“Stupid don’t wash off.”
Is it possible that we Americans really are this stupid?
Until a couple of months ago, we were trying to figure out a way to go to Virginia for Christmas.
We had a pretty good reason for it. Our two children, their spouses and our six grandchildren are all in Virginia this Christmas, and that’s something that doesn’t happen all the often. It happened in 2009, when there was only one grandchild and we flew from California to see them.
We were 11 years younger than we are now as well as healthier. And of course there was no pandemic we needed to avoid.
Pauline went from there to Indonesia and Virgile went to his first posting in Greece.
Foreign Service families — especially those with more than one foreign service officer — aren’t often fortunate enough to have everyone in the same place at the same time.
So with Pauline doing language training in Arabic for her next posting, and Virgile in D.C. for a three-year tour at headquarters, this year was our big chance. Of course 2020 was the year that completely whacked us with our own health problems.
And of course, the pandemic.
Until early October, I was doing what I could to find a safe form of travel. Airlines didn’t look good, and the last time I rode the Big Gray Dog was in 1973. I thought about a compartment on Amtrak, but Nicole didn’t like that when we did it a few years ago.
Driving seemed like the only way to go, but it’s a 1,350 mile round trip, and we would have to deal with motels and restaurants as well. We decided to stay home.
Seems like a shame more people aren’t doing the same thing. Health officials have been begging people to avoid big holiday gatherings. Thanksgiving caused a bump upward in infections, and Christmas figures to be even worse. Travel is down from last year, but TSA agents have processed more than a million travelers a day for the last four days.
In fact, it’s possible 2020 might be the worst Christmas in this country since World War II.
Consider:
— roughly 320 thousand Americans dead from COVID-19.
— an economy going down the drain because of the virus.
— a president who just might be trying to pull the country down with him in the last month of his term.

== Data records ==
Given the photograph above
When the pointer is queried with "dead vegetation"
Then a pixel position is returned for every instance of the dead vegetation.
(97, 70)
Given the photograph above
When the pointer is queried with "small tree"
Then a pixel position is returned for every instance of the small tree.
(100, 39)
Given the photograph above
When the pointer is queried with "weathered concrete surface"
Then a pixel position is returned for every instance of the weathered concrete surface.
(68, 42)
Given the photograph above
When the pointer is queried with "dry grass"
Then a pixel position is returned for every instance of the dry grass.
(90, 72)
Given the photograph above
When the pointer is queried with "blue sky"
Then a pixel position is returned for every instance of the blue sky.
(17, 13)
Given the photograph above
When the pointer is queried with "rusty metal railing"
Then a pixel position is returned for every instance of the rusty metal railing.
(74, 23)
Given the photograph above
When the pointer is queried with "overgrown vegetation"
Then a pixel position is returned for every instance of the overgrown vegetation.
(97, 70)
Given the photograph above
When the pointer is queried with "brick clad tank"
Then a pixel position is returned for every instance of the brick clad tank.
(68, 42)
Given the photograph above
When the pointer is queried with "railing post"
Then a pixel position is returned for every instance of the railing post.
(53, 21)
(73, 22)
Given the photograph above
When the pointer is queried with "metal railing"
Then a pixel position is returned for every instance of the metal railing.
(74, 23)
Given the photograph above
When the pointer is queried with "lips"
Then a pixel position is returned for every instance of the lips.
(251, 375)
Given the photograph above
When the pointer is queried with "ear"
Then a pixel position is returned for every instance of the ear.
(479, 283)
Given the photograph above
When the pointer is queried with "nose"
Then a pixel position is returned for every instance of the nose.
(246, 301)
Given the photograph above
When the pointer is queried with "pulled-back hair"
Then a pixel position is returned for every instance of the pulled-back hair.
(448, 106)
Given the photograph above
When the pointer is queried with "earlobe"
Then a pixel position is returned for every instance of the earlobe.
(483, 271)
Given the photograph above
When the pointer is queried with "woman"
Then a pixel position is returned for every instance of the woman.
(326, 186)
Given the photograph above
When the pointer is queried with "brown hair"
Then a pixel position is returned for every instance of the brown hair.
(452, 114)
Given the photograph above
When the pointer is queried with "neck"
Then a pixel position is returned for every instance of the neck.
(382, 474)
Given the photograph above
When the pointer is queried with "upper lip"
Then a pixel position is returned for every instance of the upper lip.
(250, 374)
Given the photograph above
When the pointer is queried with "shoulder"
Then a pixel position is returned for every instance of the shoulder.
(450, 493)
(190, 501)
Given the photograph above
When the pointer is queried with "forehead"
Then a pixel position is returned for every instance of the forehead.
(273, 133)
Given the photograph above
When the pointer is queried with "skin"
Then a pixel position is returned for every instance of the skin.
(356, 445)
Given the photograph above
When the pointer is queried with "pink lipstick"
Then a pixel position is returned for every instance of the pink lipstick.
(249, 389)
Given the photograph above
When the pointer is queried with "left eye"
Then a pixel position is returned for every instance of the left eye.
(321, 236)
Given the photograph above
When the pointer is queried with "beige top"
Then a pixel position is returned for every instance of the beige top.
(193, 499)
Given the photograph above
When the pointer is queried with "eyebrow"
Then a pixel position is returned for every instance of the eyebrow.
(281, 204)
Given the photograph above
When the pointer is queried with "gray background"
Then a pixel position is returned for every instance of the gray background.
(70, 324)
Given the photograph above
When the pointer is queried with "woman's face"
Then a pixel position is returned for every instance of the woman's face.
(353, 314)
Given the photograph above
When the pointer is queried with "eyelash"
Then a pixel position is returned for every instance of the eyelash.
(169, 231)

== Activities ==
- a) For the essay about skipping Christmas travel, decide whether each statement agrees with it, answering yes or no and quoting the words that settle it: (i) In 2009 the writer flew from California to see the family. (ii) The writer chose to drive to Virginia for Christmas. (iii) Travel is up compared with last year.
- b) Carry on the essay about skipping Christmas travel from its last line, keeping its voice.
Nothing in the lines is needed here.

== Responses ==
- a)
(i) Yes: "It happened in 2009, when there was only one grandchild and we flew from California to see them."
(ii) No: "We decided to stay home."
(iii) No: "Travel is down from last year"

- b)
We’ll never know, but it would be very interesting to know the percentage of people who decided to go ahead and travel and voted for Trump. Traveling against medical advice is certainly a selfish thing to do, especially if people say they’re doing it because they can protect themselves from infection. Whether they know it or not, they might be infected and asymptomatic, and might be infecting the people they visit or those they see when they return home.
It all goes back to one thing, way back toward the beginning. Trump downplayed the virus and suggested that whether or not to wear a mask was a freedom issue. He said people should wear masks if that was what they wanted to do, but then he negated that advice by making fun of people who chose to wear masks.
In the middle of the 14th century, between 75 and 200 million people died from the black plague. The world population at the end of the plague was 370 million, so more than a third of the people in the world died. That’s considered the worst pandemic ever.
The Spanish Flu a century ago took 50 million lives, as did World War II. As of 2018, about 32 million people have died of AIDS.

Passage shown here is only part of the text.